> Aim of the exercise: Rewrite the records beginning with the line that contains "Isolate the minivan taillight" and continuing through the end of the records. Change "street sign" to "road sign" and leave everything else untouched.

> Records for this task:
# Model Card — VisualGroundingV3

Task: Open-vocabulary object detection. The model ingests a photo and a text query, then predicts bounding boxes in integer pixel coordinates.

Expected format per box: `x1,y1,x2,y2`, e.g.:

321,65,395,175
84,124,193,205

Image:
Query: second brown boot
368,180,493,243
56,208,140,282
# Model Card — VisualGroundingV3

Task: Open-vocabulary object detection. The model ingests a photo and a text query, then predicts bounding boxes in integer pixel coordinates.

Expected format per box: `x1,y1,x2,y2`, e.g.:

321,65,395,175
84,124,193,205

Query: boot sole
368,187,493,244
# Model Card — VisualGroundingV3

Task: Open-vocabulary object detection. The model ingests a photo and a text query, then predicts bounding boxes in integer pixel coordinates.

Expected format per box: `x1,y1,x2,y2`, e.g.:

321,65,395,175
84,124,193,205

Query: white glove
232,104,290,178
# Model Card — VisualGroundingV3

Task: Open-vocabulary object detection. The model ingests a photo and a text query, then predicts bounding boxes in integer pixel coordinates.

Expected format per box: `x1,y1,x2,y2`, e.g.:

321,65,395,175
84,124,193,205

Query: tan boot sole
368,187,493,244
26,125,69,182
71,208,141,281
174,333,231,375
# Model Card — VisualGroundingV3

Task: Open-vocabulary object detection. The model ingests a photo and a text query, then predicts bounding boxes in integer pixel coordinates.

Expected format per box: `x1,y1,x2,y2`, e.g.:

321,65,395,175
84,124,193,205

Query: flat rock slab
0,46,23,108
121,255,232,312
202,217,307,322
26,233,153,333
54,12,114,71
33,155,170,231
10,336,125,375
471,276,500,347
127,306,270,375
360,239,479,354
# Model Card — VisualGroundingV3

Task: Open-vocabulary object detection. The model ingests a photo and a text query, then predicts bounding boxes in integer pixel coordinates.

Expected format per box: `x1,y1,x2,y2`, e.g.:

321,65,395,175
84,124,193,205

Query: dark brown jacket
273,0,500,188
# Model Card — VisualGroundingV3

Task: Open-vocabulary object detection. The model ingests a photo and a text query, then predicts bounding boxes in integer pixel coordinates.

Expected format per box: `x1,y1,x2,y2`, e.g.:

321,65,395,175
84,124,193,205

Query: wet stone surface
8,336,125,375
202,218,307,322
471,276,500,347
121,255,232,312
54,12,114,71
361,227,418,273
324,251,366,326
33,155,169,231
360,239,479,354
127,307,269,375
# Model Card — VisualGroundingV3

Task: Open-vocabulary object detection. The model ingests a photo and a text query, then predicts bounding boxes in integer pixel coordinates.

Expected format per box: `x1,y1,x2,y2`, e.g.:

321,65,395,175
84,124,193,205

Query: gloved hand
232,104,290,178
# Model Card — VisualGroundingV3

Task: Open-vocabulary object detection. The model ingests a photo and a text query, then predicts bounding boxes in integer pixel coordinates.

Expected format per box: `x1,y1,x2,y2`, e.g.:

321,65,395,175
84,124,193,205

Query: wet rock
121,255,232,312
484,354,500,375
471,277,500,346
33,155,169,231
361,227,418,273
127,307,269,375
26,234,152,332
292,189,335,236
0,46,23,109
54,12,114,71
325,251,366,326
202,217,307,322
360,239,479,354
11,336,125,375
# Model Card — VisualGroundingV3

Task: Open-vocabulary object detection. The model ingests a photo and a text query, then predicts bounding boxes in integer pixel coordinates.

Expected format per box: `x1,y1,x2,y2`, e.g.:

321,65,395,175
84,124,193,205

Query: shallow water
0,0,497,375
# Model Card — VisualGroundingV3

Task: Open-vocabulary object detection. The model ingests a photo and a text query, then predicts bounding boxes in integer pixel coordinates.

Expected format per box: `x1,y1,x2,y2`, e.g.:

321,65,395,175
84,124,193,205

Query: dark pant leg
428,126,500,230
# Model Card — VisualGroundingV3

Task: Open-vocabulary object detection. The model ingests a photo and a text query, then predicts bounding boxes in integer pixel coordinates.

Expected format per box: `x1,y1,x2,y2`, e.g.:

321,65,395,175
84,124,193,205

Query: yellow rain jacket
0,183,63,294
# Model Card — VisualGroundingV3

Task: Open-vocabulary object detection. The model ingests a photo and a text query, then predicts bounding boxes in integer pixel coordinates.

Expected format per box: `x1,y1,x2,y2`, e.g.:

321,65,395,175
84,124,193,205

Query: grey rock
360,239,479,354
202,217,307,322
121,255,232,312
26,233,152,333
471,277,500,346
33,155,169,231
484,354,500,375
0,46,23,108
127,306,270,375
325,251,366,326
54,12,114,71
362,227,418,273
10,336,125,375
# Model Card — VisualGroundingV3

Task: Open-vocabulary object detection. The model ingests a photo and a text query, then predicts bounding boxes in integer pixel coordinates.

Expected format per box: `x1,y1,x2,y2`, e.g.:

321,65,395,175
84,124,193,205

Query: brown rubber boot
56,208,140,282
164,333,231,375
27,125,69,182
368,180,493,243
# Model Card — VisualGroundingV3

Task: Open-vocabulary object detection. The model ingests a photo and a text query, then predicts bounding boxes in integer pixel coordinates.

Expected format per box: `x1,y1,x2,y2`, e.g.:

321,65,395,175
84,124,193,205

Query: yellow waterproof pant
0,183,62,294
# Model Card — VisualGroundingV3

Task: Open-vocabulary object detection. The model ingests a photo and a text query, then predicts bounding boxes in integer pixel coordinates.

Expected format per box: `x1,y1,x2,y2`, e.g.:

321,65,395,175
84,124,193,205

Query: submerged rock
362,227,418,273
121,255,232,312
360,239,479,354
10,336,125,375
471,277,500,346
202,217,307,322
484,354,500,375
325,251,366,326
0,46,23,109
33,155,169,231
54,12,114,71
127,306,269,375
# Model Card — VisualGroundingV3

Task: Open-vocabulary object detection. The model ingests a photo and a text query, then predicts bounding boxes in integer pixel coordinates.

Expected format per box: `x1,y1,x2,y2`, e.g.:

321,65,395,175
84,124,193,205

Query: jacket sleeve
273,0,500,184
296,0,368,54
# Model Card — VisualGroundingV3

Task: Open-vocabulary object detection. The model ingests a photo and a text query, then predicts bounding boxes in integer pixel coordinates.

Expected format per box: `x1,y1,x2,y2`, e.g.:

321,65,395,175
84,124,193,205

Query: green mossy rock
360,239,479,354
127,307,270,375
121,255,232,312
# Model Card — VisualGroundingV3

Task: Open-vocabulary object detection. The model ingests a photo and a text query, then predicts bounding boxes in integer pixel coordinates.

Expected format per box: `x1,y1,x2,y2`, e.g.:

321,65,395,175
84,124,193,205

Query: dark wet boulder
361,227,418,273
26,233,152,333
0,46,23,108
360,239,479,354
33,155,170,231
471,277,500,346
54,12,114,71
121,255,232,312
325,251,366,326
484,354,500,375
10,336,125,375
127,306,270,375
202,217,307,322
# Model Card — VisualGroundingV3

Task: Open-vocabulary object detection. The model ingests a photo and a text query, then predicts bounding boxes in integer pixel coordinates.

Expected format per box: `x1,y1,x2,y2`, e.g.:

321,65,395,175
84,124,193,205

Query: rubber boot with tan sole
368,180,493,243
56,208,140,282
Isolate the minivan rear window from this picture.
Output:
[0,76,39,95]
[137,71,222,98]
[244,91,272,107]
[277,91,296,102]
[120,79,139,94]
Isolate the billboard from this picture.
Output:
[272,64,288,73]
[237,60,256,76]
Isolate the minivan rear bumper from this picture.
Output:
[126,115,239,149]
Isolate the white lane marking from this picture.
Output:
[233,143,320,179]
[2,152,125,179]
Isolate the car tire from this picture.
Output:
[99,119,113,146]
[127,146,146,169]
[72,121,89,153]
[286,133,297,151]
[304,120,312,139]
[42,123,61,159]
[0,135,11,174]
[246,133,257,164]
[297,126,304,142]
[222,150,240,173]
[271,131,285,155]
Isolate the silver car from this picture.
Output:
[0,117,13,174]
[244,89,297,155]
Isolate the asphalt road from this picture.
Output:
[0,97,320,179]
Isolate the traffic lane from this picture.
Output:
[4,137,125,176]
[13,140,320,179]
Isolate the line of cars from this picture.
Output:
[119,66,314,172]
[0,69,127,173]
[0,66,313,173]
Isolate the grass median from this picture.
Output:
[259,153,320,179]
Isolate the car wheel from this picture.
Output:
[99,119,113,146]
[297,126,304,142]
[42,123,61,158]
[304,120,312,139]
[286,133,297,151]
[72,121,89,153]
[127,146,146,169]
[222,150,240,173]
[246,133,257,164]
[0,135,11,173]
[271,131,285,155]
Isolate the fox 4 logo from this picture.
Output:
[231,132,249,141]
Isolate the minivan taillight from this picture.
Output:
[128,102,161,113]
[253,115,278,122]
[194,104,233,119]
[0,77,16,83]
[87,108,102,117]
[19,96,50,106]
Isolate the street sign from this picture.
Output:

> Task output:
Isolate the minivan taillight from this picture.
Output:
[128,102,161,113]
[253,115,278,122]
[194,104,233,119]
[0,77,16,83]
[87,108,102,117]
[19,96,50,106]
Isolate the road sign from this picture.
Output:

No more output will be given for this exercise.